→ EXERCISE AIM
Answer these questions from the article on energy value stocks:
1. Which three stocks does it name at the start?
2. Whose recent forecast does it cite as a sign of a favorable outlook for energy demand?
3. What was Civitas Resources formerly called?

→ SOURCE
= = = = = = =

In the cyclical and uncertain Oil/Energy sector, value investing becomes even more prudent for investors seeking stability and potential returns. Among the notable stocks in this space that fit the bill are Civitas Resources CIVI, NuStar Energy NS and Murphy USA MUSA.

The Benefits of Value Investing

Historical data consistently demonstrate that value stocks tend to outperform growth stocks and exhibit relatively lower volatility. These companies are often well-established, and their stock prices may have suffered setbacks due to temporary earnings declines or industry-specific challenges. Value stocks typically exhibit attractive metrics, such as high dividend yields, low price-to-book ratios, low price-to-earnings ratios, or low price-to-sales ratios.

Opportunity in the Energy Market

For risk-averse investors looking to enter the energy market, value investing provides an avenue to acquire stocks that have been overlooked by many and are trading at discounted valuations. In other words, these stocks trade at attractive multiples compared to their true worth. Despite occasional obstacles, the outlook for energy demand remains favorable, as reflected by OPEC’s recent upbeat forecast. Therefore, making investments in undervalued stocks from the sector seems a wise decision.

The Zacks Advantage

Analyzing each parameter and comparing it to the peer group to determine the attractiveness of a stock from a value perspective can be a daunting task. Fortunately, Zacks has developed a comprehensive Style Score system that identifies value stocks with significant potential in the near term. Combining this approach with the Zacks Rank, which reflects analysts’ optimism, enhances the investment strategy.

According to our research, stocks with Value Style Scores of A or B in conjunction with a Zacks Rank #1 (Strong Buy) or 2 (Buy) present excellent investment opportunities. By leveraging this approach, investors can potentially identify undervalued stocks that possess strong growth prospects and enjoy positive sentiment from analysts.

Our Choices

We have narrowed our search to three energy firms that carry a Value Score of A in addition to a Zacks Rank #1 or 2.

Civitas Resources: Formerly known as Bonanza Creek Energy, Civitas Resources was formed out of the merger between Bonanza Creek Energy and Extraction Oil & Gas. CIVI’s high-quality asset base, disciplined capital allocation and fortress balance sheet allow it to maintain an attractive long-term cash flow profile. Of late, the company has entered the high-margin Permian Basin, gaining access to the region’s premium, low-breakeven inventory.

= = = = = = =

→ DATASET EXCERPT
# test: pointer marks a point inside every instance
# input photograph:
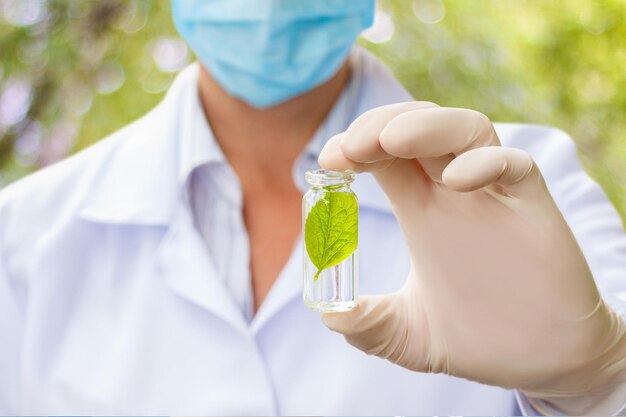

= = = = = = =

→ SOLUTION TO THIS TASK
1. Civitas Resources (CIVI), NuStar Energy (NS) and Murphy USA (MUSA).
2. OPEC's.
3. Bonanza Creek Energy.